• Study questions:
#1 According to the passage on James Wimshurst, in what year did he join the Board of Trade as a chief shipwright surveyor?
#2 Reproduce the passage on James Wimshurst, starting at "James Wimshurst (13" and ending at "the Wimshurst machine.".
#3 Resume the passage on James Wimshurst from its last sentence, carrying on in the same style.

• Source document:

╔══

English inventor, engineer and shipwright

James Wimshurst (13 April 1832 – 3 January 1903) was an English inventor, engineer and shipwright. Though Wimshurst did not patent his machines and the various improvements that he made to them, his refinements to the electrostatic generator led to its becoming widely known as the Wimshurst machine.

==Biography==
Wimshurst was born in 1832, in Poplar, East London, England. He was the son of Henry Wimshurst, a shipbuilder of Ratcliffe Cross Dock. Wimshurst was educated at Steabonheath House in London and became an apprentice at the Thames Ironworks until 1853 with James Mare. In 1865, he married Clara Tribble. In 1865, after Wimshurst was transferred to Liverpool, he worked at the Liverpool Underwriters' Registry. In 1874, he joined the Board of Trade as a "chief shipwright surveyor" at Lloyds. Later, in 1890, he became the Board of Trade's representative at an international conference in Washington.

Wimshurst dedicated large amounts of his free time to experimental works. Besides his electrical activities, he invented a distinctive vacuum pump, a device to indicate ship stability and methods for electrically connecting lighthouses to the mainland. In 1878, he began to experiment with electrical influence machines for generating electrical sparks for scientific and entertainment purposes. Beginning in 1880, he became interested in electrostatic machines of the influence type. His house in Clapham, England, had a versatile workshop which had a wide variety of tools and devices for electric illumination. Wimshurst constructed several of the known types of electrostatic generators, such as those created by W. Nicholson, F. P. Carré and W. T. B. Holtz. To these predecessors, Wimshurst made many modifications with the result known as the Holtz-Wimshurst machine.

╚══

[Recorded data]
╔══

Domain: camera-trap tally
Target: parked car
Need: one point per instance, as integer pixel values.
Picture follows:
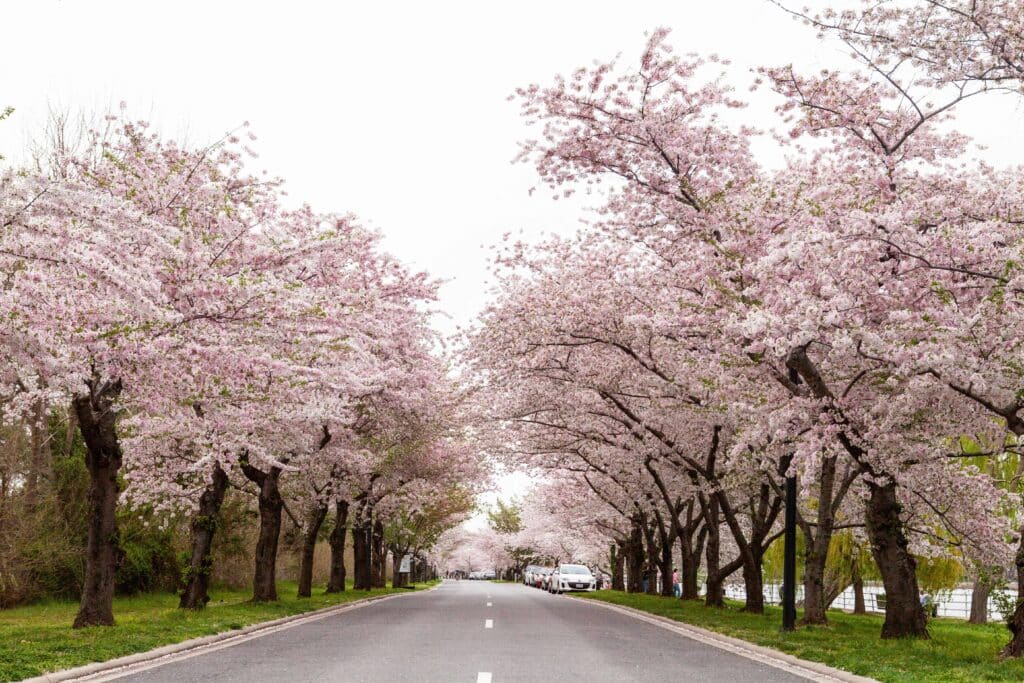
(527, 574)
(571, 578)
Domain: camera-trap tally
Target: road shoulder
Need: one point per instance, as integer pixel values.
(811, 670)
(192, 647)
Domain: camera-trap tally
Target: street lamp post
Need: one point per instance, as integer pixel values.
(790, 550)
(790, 544)
(370, 552)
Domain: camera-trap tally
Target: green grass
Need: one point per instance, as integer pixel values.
(956, 651)
(38, 638)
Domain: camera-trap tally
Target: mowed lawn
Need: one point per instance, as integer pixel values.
(956, 651)
(38, 638)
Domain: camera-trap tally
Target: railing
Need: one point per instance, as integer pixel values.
(954, 603)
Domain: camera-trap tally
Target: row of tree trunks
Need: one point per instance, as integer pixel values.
(196, 593)
(336, 579)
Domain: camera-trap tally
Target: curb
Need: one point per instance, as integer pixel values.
(87, 672)
(814, 671)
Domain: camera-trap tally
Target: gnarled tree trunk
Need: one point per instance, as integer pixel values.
(336, 581)
(617, 561)
(270, 507)
(979, 600)
(634, 558)
(690, 549)
(715, 596)
(360, 555)
(1015, 647)
(97, 422)
(379, 560)
(313, 522)
(904, 614)
(196, 593)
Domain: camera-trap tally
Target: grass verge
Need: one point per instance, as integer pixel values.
(38, 638)
(957, 651)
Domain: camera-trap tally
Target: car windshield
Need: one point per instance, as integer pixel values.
(573, 568)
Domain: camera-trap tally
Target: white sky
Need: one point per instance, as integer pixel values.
(395, 112)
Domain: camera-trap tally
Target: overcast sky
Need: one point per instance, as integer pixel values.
(395, 112)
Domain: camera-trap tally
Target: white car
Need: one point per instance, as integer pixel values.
(527, 574)
(571, 578)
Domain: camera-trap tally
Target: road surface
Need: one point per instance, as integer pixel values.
(468, 631)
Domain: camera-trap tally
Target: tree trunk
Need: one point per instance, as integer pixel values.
(270, 507)
(814, 586)
(715, 596)
(398, 580)
(979, 600)
(858, 596)
(360, 555)
(96, 419)
(690, 556)
(754, 582)
(313, 523)
(617, 567)
(336, 582)
(666, 567)
(1015, 647)
(379, 560)
(818, 540)
(904, 614)
(634, 558)
(196, 594)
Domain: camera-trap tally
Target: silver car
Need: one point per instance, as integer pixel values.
(571, 578)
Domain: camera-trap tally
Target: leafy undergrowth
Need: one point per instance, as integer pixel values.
(956, 651)
(38, 638)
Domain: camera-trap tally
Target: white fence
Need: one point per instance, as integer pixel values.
(954, 603)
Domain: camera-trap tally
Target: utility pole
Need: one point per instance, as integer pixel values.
(790, 543)
(370, 551)
(790, 551)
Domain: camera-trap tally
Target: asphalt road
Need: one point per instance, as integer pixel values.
(473, 632)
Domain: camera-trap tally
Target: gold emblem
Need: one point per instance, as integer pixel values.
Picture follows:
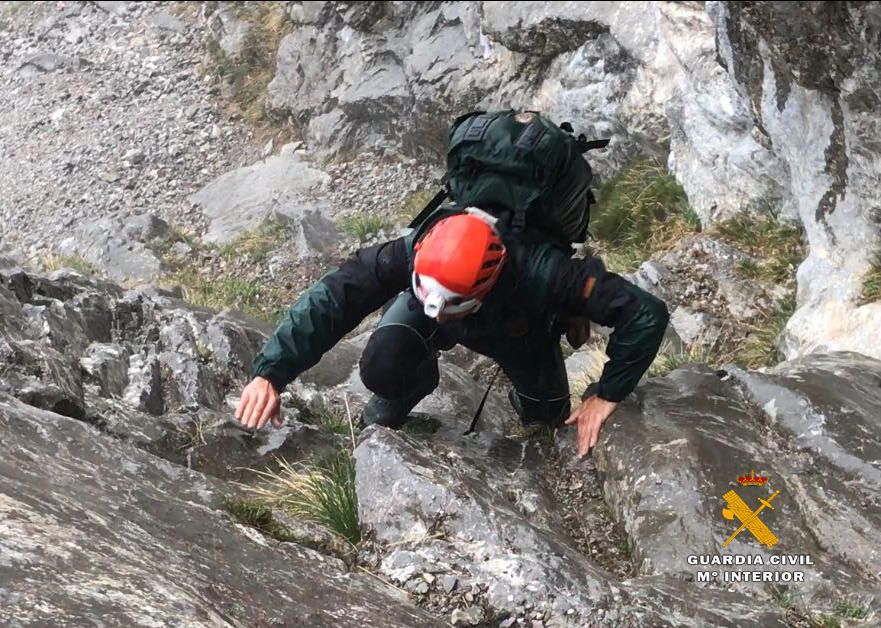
(749, 518)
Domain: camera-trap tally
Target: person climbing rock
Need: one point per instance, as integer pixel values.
(492, 270)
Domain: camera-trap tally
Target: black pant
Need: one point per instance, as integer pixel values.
(400, 360)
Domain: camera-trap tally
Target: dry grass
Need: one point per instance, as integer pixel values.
(872, 282)
(76, 262)
(256, 514)
(668, 360)
(760, 346)
(363, 226)
(218, 293)
(249, 74)
(778, 248)
(322, 491)
(640, 211)
(255, 244)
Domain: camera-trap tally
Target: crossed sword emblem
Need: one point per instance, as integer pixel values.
(749, 518)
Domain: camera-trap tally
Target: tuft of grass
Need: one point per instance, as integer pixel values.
(262, 302)
(778, 247)
(640, 211)
(256, 244)
(872, 282)
(760, 346)
(256, 514)
(748, 269)
(666, 362)
(76, 262)
(363, 226)
(785, 597)
(322, 491)
(333, 420)
(847, 609)
(249, 73)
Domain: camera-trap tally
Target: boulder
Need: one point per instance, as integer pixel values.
(670, 456)
(275, 188)
(161, 550)
(118, 246)
(482, 516)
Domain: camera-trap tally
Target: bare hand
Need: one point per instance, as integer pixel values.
(589, 417)
(259, 403)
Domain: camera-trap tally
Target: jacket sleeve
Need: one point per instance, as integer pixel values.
(330, 309)
(583, 287)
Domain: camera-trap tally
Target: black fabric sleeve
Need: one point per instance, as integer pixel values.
(331, 308)
(639, 319)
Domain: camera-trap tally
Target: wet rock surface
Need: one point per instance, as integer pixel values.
(498, 527)
(108, 113)
(162, 551)
(670, 457)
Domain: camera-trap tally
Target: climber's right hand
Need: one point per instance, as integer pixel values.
(259, 403)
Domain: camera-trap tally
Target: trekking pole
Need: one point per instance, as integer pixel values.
(482, 403)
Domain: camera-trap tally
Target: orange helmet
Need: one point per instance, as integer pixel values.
(457, 263)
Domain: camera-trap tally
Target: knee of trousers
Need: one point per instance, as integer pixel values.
(397, 364)
(551, 411)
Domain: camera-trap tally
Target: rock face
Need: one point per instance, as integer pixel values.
(809, 428)
(160, 551)
(106, 115)
(472, 527)
(143, 367)
(243, 199)
(720, 91)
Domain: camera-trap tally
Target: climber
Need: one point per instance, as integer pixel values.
(465, 276)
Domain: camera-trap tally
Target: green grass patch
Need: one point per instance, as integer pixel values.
(362, 227)
(219, 293)
(258, 515)
(640, 211)
(249, 73)
(778, 248)
(848, 609)
(785, 597)
(760, 346)
(872, 282)
(668, 361)
(333, 420)
(322, 491)
(76, 262)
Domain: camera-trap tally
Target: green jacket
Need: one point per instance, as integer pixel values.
(541, 282)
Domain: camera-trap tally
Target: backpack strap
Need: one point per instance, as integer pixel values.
(429, 208)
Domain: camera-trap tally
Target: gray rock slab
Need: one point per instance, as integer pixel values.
(161, 551)
(240, 200)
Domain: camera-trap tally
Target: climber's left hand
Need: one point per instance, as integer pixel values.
(589, 417)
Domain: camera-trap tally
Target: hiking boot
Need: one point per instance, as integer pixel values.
(386, 412)
(529, 422)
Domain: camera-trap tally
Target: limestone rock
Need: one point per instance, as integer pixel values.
(75, 528)
(691, 434)
(243, 199)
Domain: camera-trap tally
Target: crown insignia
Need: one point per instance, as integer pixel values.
(752, 479)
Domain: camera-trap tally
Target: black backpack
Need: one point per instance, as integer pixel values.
(522, 168)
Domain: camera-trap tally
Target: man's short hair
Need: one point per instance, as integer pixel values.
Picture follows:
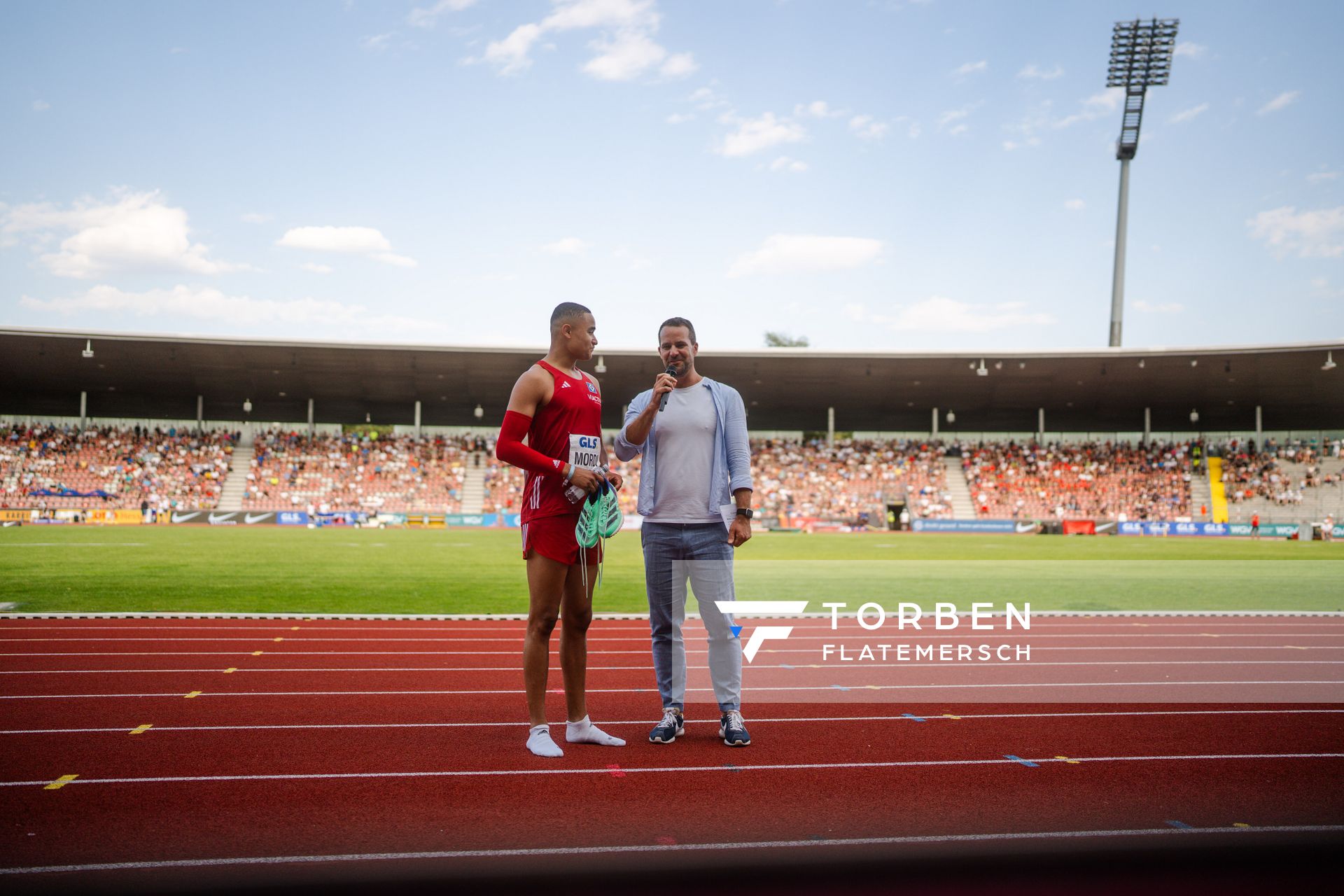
(676, 321)
(565, 312)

╚══

• Per-task outputs:
#1 1874

#2
James Wimshurst (13 April 1832 – 3 January 1903) was an English inventor, engineer and shipwright. Though Wimshurst did not patent his machines and the various improvements that he made to them, his refinements to the electrostatic generator led to its becoming widely known as the Wimshurst machine.

#3
Shortly afterwards, Wimshurst developed a "duplex machine". The device had two disks turning in opposite directions, with metallic conducting sectors on the surfaces of each. Compared to its predecessors, this machine was less sensitive to atmospheric conditions and did not require an electric power supply. This form of the machine was also improved by other developers (such as the Pidgeon machine developed by W. R. Pidgeon, which increased the electrical induction effect and its electrical output). In 1882, Wimshurst developed his "Cylindrical Machine". By 1883, his improvements to the electrostatic generator led to the device being widely known as the Wimshurst machine. In 1885, one of the largest Wimshurst machines was built in England (and is now at the Chicago Museum of Science and Industry).

Wimshurst became a member of the Institution of Electrical Engineers in 1889. In 1891, he reported a machine that generated high-tension alternating currents. In 1896, his multiple-disk machines (up to 8 disks) found a new use as Roentgen ray generators for radiography and electrotherapy. For this contribution to medical science, he was elected a Fellow of the Royal Society in 1898. He died in Clapham, South West London, England, at the age of 70.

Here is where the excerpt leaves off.